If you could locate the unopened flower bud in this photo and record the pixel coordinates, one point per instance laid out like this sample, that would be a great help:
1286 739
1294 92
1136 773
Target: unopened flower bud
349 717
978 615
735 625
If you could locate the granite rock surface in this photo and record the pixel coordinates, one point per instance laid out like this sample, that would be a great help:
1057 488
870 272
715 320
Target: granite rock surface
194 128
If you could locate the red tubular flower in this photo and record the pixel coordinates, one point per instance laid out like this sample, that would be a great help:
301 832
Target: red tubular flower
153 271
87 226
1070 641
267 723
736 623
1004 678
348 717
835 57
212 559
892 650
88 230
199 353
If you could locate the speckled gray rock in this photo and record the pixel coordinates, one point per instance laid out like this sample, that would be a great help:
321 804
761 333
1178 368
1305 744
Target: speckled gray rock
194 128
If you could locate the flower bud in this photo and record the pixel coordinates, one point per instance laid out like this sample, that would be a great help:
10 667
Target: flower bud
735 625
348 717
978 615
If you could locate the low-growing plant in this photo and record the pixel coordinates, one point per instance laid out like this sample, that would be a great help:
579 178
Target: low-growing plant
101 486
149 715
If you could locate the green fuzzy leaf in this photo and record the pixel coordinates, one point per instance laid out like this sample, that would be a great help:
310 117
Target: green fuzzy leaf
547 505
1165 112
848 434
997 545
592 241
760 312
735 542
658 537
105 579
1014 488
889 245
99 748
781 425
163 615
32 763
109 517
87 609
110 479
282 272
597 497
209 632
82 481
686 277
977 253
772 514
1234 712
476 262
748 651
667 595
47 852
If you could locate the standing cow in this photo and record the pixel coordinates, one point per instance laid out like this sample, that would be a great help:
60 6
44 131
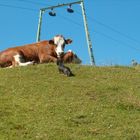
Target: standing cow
40 52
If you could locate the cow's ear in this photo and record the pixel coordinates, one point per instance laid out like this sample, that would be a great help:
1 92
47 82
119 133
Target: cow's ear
51 42
68 41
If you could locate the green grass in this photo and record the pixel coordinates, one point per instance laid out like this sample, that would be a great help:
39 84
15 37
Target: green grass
99 103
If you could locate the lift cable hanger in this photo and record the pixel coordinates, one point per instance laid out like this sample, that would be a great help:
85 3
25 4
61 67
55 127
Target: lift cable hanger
70 10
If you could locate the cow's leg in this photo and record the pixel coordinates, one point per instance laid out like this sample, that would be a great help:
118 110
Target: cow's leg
19 61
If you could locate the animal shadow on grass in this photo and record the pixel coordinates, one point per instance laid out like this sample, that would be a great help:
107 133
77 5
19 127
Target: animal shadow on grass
63 69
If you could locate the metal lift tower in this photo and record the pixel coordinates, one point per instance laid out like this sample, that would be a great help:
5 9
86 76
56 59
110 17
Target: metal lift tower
81 2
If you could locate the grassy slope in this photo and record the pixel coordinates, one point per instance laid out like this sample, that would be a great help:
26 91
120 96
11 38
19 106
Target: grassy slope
38 103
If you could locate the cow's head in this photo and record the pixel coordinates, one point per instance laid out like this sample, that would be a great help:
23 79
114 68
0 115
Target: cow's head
60 43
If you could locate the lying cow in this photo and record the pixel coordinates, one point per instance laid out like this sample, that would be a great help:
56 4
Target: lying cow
71 57
40 52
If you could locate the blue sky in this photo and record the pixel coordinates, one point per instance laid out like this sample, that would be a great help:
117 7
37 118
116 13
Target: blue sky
114 27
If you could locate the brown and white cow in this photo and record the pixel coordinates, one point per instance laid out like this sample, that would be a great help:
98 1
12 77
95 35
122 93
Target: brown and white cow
40 52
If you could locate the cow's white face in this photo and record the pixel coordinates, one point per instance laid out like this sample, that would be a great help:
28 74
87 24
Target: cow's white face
60 42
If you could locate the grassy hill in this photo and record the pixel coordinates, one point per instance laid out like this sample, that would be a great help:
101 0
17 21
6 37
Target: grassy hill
38 103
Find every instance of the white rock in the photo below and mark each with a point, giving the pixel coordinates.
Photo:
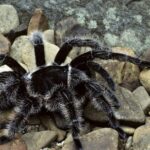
(8, 18)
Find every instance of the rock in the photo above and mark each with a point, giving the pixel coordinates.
(37, 140)
(142, 97)
(129, 143)
(17, 144)
(145, 79)
(62, 28)
(38, 21)
(8, 18)
(23, 51)
(141, 138)
(49, 36)
(128, 130)
(92, 114)
(121, 72)
(111, 39)
(50, 125)
(129, 112)
(129, 38)
(20, 30)
(104, 139)
(4, 45)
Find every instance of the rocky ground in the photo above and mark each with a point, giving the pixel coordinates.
(133, 86)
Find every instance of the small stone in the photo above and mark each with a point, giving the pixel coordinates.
(94, 115)
(4, 45)
(128, 130)
(142, 97)
(130, 111)
(104, 139)
(121, 72)
(111, 39)
(141, 138)
(145, 79)
(129, 142)
(62, 28)
(17, 144)
(8, 18)
(37, 140)
(38, 22)
(49, 36)
(20, 30)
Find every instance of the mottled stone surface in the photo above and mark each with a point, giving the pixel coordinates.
(38, 21)
(37, 140)
(129, 112)
(116, 22)
(4, 44)
(17, 144)
(145, 79)
(8, 18)
(141, 138)
(121, 72)
(142, 97)
(104, 139)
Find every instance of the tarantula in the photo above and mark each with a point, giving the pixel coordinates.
(64, 89)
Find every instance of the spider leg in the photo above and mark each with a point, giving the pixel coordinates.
(68, 45)
(22, 112)
(63, 98)
(100, 99)
(12, 63)
(37, 40)
(89, 56)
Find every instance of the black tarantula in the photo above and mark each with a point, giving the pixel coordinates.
(60, 88)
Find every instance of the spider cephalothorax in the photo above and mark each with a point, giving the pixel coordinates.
(62, 89)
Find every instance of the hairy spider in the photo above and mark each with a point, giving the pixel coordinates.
(64, 89)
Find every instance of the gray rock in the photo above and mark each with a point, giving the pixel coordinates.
(129, 38)
(37, 140)
(116, 17)
(142, 98)
(8, 18)
(23, 51)
(141, 138)
(104, 139)
(4, 45)
(129, 112)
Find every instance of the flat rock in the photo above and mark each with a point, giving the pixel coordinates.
(23, 51)
(141, 138)
(129, 112)
(37, 140)
(38, 22)
(17, 144)
(103, 139)
(145, 79)
(4, 44)
(49, 36)
(8, 18)
(121, 72)
(142, 97)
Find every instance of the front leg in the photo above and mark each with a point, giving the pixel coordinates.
(21, 114)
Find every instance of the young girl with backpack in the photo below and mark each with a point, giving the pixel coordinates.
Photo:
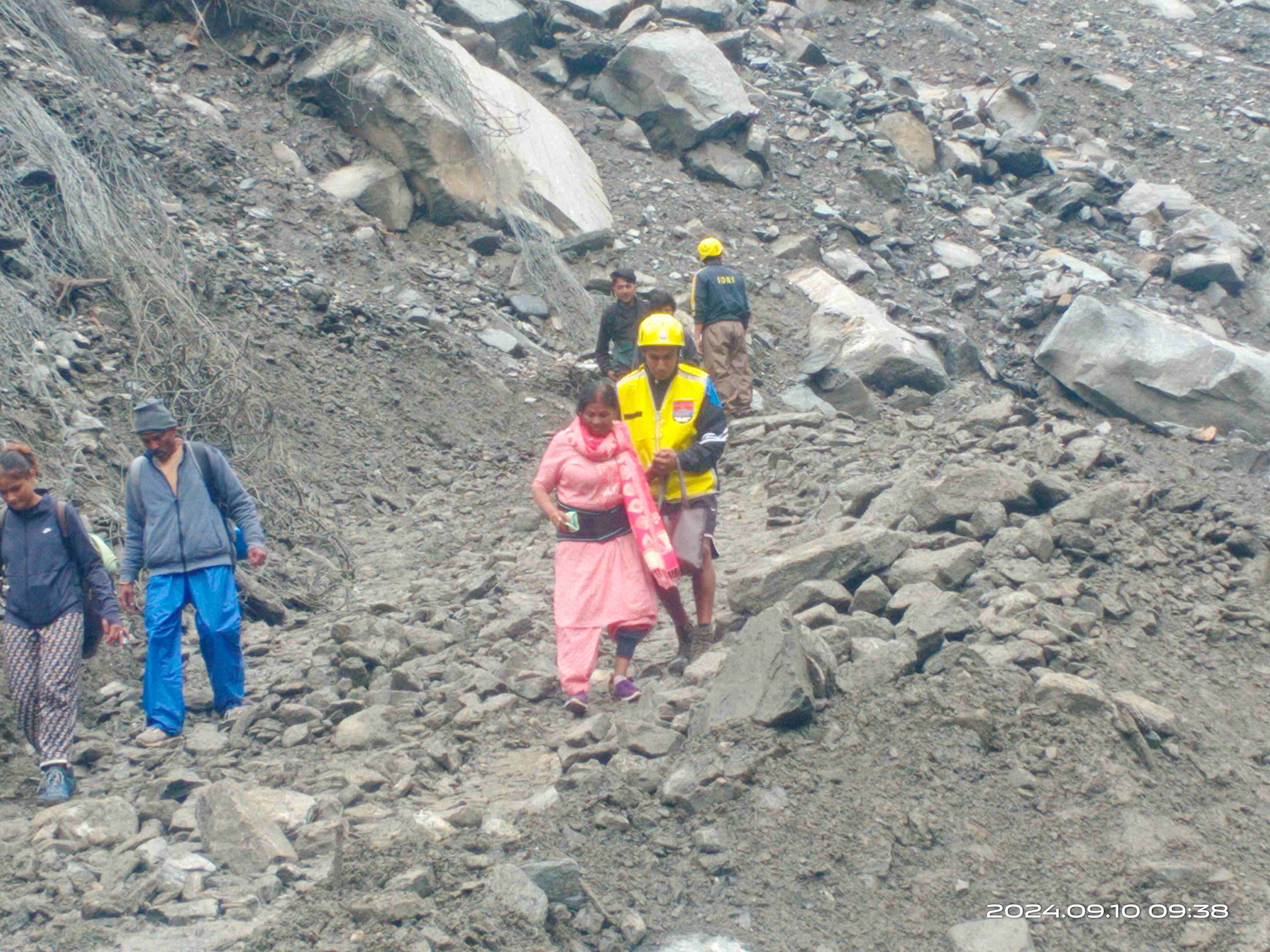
(46, 555)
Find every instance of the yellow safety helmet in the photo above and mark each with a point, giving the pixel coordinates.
(661, 331)
(709, 248)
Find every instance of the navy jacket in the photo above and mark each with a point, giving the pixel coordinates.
(181, 532)
(45, 570)
(719, 295)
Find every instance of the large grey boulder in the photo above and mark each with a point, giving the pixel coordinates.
(851, 333)
(89, 823)
(1217, 229)
(1112, 502)
(608, 14)
(559, 879)
(1221, 265)
(714, 162)
(938, 505)
(712, 16)
(912, 140)
(510, 23)
(540, 172)
(1131, 361)
(512, 889)
(376, 187)
(366, 730)
(947, 568)
(841, 556)
(1170, 201)
(877, 662)
(677, 85)
(765, 678)
(237, 832)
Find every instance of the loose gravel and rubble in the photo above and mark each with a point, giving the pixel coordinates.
(1015, 644)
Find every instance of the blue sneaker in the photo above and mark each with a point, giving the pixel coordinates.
(56, 787)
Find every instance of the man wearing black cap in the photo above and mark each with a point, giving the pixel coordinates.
(619, 325)
(178, 497)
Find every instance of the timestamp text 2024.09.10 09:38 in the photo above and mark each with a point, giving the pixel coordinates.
(1094, 910)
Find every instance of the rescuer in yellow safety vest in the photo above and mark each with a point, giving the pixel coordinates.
(677, 422)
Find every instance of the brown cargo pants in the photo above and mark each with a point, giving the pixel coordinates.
(727, 360)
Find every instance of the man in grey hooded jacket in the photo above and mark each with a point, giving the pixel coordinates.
(177, 498)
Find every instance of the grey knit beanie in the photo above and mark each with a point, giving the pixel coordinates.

★ ★ ★

Write out every line of the listing that holds the word "below".

Find every instance of the white rock in the photo below and mark each with a point, giving the pixel coordinates.
Find every instance of the young girl with backpack in the photo below and mark each with a point, giving the pixel coordinates.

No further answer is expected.